Referring expression pointing data:
:::::

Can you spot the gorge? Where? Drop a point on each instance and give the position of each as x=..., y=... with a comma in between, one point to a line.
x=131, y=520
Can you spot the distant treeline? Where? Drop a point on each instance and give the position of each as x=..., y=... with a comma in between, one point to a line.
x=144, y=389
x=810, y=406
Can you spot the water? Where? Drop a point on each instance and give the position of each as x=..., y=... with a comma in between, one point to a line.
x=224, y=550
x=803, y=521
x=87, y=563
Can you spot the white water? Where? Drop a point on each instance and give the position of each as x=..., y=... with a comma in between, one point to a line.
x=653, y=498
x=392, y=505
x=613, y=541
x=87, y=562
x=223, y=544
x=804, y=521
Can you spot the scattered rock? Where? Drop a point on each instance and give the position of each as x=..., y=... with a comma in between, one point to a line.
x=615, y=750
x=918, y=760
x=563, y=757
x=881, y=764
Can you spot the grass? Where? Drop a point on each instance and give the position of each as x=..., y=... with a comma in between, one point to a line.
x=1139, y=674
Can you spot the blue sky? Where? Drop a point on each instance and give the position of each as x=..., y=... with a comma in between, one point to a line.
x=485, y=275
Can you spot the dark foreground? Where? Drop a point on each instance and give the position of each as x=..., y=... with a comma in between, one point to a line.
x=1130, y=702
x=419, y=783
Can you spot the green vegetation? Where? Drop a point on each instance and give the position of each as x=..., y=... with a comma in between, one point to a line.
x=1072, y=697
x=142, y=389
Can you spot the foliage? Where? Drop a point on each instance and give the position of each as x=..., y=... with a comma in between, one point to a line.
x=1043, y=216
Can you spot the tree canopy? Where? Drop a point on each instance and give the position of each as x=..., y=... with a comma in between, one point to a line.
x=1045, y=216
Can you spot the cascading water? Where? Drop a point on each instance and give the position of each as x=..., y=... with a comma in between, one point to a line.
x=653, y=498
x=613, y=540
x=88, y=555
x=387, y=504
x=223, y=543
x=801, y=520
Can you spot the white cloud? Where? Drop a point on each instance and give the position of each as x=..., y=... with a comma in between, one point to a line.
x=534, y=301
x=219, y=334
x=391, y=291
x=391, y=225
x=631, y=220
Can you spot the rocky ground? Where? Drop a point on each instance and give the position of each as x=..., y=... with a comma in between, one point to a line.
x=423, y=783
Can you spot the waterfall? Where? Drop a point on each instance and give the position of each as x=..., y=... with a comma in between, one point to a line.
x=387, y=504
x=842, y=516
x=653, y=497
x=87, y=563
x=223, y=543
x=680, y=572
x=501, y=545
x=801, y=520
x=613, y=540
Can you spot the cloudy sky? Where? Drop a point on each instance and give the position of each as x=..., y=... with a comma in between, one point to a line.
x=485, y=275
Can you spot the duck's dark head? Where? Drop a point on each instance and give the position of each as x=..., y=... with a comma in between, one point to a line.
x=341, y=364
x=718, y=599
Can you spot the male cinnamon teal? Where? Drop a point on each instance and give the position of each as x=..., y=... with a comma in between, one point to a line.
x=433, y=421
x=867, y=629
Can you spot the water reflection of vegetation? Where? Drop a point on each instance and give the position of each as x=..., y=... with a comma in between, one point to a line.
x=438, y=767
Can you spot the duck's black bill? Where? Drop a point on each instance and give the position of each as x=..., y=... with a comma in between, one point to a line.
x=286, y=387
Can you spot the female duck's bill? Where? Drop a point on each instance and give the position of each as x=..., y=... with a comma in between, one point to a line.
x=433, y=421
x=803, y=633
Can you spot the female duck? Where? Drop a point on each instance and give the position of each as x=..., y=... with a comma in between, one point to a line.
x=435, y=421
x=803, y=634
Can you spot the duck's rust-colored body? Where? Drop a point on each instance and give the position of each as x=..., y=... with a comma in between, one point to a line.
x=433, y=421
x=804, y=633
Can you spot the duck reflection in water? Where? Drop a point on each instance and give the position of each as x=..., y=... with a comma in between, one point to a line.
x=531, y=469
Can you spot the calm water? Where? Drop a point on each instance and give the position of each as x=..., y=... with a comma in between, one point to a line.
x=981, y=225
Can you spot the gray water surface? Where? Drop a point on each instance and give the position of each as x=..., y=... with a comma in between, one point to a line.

:::::

#### What you will do
From the first line through the last, give the data above again exactly.

#### Exercise result
Can you spot the gorge? Where? Drop a point on each instance and give the position of each as x=..., y=... with a comma in between, one point to a line.
x=131, y=520
Can you spot the distant treeline? Where? Drop a point on each instance and give the position of each as x=..., y=... with a comma in between, one point to a line.
x=144, y=389
x=810, y=406
Can you spot the water? Where? Drop a point on each instance and give the position of each as x=..., y=... with a comma in between, one point to a line.
x=224, y=550
x=803, y=521
x=87, y=563
Can you spot the white water? Where? Drop a point on each instance and give the position of each as x=..., y=... with a comma in between, one point to a line.
x=653, y=498
x=392, y=505
x=613, y=541
x=87, y=562
x=223, y=544
x=804, y=521
Can you spot the scattered rock? Where? Drop a point on each instance and give the position of each as x=..., y=... with a comma in between, one point to a line.
x=615, y=750
x=918, y=760
x=563, y=757
x=881, y=764
Can you spot the grass? Where? Drop a point on each instance and give the position of each as x=..., y=... with a comma in between, one point to a line.
x=1139, y=674
Can you spot the blue sky? Where? Drop a point on each instance and give the position of each as x=..., y=... with a comma in between, one point to a line.
x=485, y=275
Can you spot the dark foreground? Where? Drop a point on each instance and give the position of each as x=..., y=... with a comma in between, one point to a line.
x=1130, y=702
x=419, y=783
Can you spot the green vegetation? Where? Drop a point on each instance and give the position of each as x=..., y=... with a comma in between, one point to a line.
x=1072, y=697
x=142, y=389
Can you spot the foliage? Where? Drop a point on each instance and give the position of each as x=..., y=... with a comma in between, one point to a line.
x=1043, y=216
Can you spot the tree canopy? Where? Drop a point on each instance and give the position of each as x=..., y=... with a comma in between, one point to a line.
x=1045, y=216
Can you spot the cascading water? Where? Drop a point on each instance and give the position of each as x=..., y=... with a comma in between, one point to a line.
x=653, y=498
x=613, y=540
x=88, y=555
x=387, y=504
x=223, y=543
x=801, y=520
Can you spot the white cloud? Where? Drop a point on each instance and give the position of each as x=..., y=... with a comma in between, one point to a line.
x=534, y=301
x=219, y=334
x=391, y=291
x=391, y=225
x=631, y=220
Can you spot the rocky ground? Where? Drop a point on each instance and give the position of each as x=..., y=... with a comma in between, one point to a line.
x=423, y=783
Can you spot the waterfall? Where? Drop a point on each instance and give the position of each as x=..., y=... with a comma in between, one point to a line.
x=387, y=504
x=842, y=516
x=653, y=497
x=87, y=563
x=223, y=543
x=680, y=572
x=501, y=545
x=801, y=520
x=613, y=540
Can you spot the cloudy sky? Where? Drop a point on each instance and give the position of each as x=..., y=... with a comma in between, one point to a line.
x=485, y=275
Can you spot the duck's dark head? Where? Drop a point on each instance and give the position of each as x=..., y=... with a comma in between, one point to a line.
x=341, y=364
x=718, y=599
Can you spot the male cinnamon teal? Where? Drop a point on each instance and give the position of each as x=..., y=... with a comma in between, one point to a line.
x=433, y=421
x=867, y=629
Can you spot the water reflection of vegetation? Where? Drop a point on each instance and give the position of each as x=..., y=... with a comma in between, one point to a line.
x=438, y=767
Can you spot the duck's black bill? Where? Drop a point on each instance and give the position of each as x=..., y=... with a comma in between, one point to a line.
x=286, y=387
Can you spot the female duck's bill? Where? Drop a point on each instance and give the position of each as x=..., y=... with a comma in between, one point to a line.
x=433, y=421
x=803, y=633
Can you spot the female duck? Where? Drop a point on each instance and give the position of each as x=..., y=... with a comma in between, one point to a line.
x=435, y=421
x=803, y=634
Can you spot the duck's rust-colored body? Where? Drop a point on each instance and give the position of each as x=..., y=... with a comma in between, one point to a line.
x=433, y=421
x=804, y=633
Can you spot the duck reflection in water? Where? Drop a point on each instance and give the position of each as x=..., y=... with a comma in between, one point to a line.
x=531, y=469
Can you spot the calm water? Where? Drop a point on each instance and give the position of each as x=..., y=... with a comma in between, one point to a line.
x=981, y=225
Can you spot the gray water surface? Where? Drop a point on each instance and give the position of each as x=..., y=... with a comma in between, one point to a line.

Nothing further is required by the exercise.